What you should do: The word "mountain" marks the lines to keep; find each one in the data and copy it.

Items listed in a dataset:
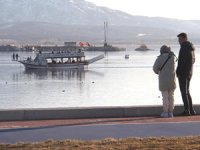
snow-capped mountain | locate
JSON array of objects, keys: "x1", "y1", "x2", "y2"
[
  {"x1": 0, "y1": 0, "x2": 135, "y2": 25},
  {"x1": 1, "y1": 0, "x2": 200, "y2": 29},
  {"x1": 1, "y1": 0, "x2": 200, "y2": 44}
]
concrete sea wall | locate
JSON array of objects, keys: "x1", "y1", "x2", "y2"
[{"x1": 0, "y1": 105, "x2": 199, "y2": 121}]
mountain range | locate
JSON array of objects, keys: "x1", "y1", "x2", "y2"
[{"x1": 1, "y1": 0, "x2": 200, "y2": 45}]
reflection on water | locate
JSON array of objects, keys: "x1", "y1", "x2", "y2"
[
  {"x1": 3, "y1": 66, "x2": 106, "y2": 109},
  {"x1": 12, "y1": 68, "x2": 105, "y2": 82},
  {"x1": 23, "y1": 69, "x2": 86, "y2": 81}
]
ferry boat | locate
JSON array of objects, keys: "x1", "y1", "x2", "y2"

The answer:
snow-capped mountain | locate
mountain range | locate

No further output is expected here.